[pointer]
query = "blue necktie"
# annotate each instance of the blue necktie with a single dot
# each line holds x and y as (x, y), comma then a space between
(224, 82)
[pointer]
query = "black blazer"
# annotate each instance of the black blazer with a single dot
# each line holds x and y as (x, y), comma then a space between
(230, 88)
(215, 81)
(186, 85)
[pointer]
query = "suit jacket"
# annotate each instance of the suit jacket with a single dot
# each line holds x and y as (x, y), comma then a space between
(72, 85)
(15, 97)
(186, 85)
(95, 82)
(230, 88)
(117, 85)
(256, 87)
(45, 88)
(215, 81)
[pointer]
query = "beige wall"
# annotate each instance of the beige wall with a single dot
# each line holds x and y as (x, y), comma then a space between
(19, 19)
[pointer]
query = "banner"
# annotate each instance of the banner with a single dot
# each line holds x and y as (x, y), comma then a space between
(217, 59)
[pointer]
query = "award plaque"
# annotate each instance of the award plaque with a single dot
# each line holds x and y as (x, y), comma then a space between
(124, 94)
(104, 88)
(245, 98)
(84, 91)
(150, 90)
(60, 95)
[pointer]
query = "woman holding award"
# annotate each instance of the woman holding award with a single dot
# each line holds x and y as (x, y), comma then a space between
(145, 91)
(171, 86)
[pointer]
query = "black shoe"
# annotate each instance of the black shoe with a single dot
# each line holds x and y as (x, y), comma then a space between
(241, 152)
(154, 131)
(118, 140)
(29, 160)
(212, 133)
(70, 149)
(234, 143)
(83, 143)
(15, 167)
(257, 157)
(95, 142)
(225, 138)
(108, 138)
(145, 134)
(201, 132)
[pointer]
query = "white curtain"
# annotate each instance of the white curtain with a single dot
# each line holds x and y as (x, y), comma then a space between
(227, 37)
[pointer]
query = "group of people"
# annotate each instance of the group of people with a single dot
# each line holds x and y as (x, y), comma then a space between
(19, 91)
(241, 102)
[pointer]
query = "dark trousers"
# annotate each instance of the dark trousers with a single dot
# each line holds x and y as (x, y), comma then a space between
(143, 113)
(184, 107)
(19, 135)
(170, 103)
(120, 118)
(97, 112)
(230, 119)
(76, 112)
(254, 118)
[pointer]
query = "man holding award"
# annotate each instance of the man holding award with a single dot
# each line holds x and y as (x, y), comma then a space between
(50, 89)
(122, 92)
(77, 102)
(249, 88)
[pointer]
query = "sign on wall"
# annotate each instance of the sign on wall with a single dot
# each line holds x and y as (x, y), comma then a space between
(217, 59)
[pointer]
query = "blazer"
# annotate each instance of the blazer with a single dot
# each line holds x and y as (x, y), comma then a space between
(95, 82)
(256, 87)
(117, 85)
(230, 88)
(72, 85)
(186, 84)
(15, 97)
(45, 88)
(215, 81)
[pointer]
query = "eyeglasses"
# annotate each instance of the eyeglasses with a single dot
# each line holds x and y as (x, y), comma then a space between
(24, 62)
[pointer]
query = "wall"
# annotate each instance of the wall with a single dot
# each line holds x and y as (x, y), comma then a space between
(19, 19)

## [Task prompt]
Each entry is to be returned in full, character for character.

## [Exercise output]
[pointer]
query = "blue necktie"
# annotate each instance of the blue necktie with a single dot
# each line holds x and y as (x, y), comma then a space between
(224, 82)
[pointer]
query = "black blazer"
# annotate each instance of the black blazer with a single dot
# each line holds x and y as (x, y), comma then a space between
(230, 88)
(215, 81)
(186, 85)
[pointer]
query = "suit jacket"
# annotate each instance of the suit jacket with a single dot
# each line holds x and y as (x, y), comma then a space between
(72, 85)
(15, 97)
(186, 85)
(95, 82)
(230, 88)
(117, 85)
(256, 87)
(45, 88)
(215, 81)
[pointer]
query = "beige wall"
# annotate each instance of the beige wall with a single dot
# each line holds x and y as (x, y), comma then a space between
(19, 19)
[pointer]
query = "banner"
# annotate each instance of the banner with a single dot
# each line holds x and y as (x, y), comma then a space between
(217, 59)
[pointer]
query = "award plaque"
# annotate each instance of the award plaque with a single dot
# each line holds x and y as (x, y), comma then a space between
(124, 94)
(104, 88)
(245, 98)
(84, 91)
(150, 90)
(60, 95)
[pointer]
query = "woman holding award"
# annotate each instance of the woman holding award with a single dot
# each line holds x and y as (x, y), comma then a space between
(145, 91)
(171, 86)
[pointer]
query = "black shoe"
# annotate each instance of the black shoe with a single dot
# each line holds x and y as (x, y), comma then a space between
(241, 152)
(154, 131)
(118, 140)
(29, 160)
(212, 133)
(70, 149)
(234, 143)
(83, 143)
(15, 167)
(257, 157)
(95, 142)
(225, 138)
(108, 138)
(145, 134)
(201, 132)
[pointer]
query = "white curtain"
# annotate each instance of the white curtain with a single dot
# each line holds x and y as (x, y), comma then a space between
(227, 37)
[pointer]
query = "group of people"
# annotate each instance of the group of people with a single dot
# each line holds x and y as (x, y), comma then a space between
(19, 91)
(241, 102)
[pointer]
query = "dark trousers"
# annotate each instance of the dark trousers with a single dot
# each line holds x and y as (x, y), comma then a space between
(143, 113)
(184, 107)
(19, 135)
(170, 103)
(120, 118)
(97, 112)
(230, 119)
(76, 112)
(254, 118)
[pointer]
query = "man holding award"
# annotate each instance of the man holding award with a single dot
# each line holds x and y as (x, y), comma then a space between
(50, 89)
(122, 92)
(77, 102)
(249, 88)
[pointer]
query = "sign on wall"
# annotate each instance of the sign on wall with a single dot
# each line holds x and y as (x, y), comma then a space between
(217, 59)
[pointer]
query = "blazer"
# annotate each instance of the blazer with a single dot
# each line holds x and y as (x, y), comma then a space between
(95, 82)
(256, 87)
(117, 85)
(230, 88)
(72, 85)
(186, 84)
(15, 97)
(45, 88)
(215, 81)
[pointer]
query = "eyeglasses"
# annotate each instance of the eyeglasses with a single dot
# each line holds x and y as (x, y), comma then a space between
(24, 62)
[pointer]
query = "wall"
# annotate each instance of the wall with a single dot
# each line holds x and y as (x, y), comma then a space between
(19, 19)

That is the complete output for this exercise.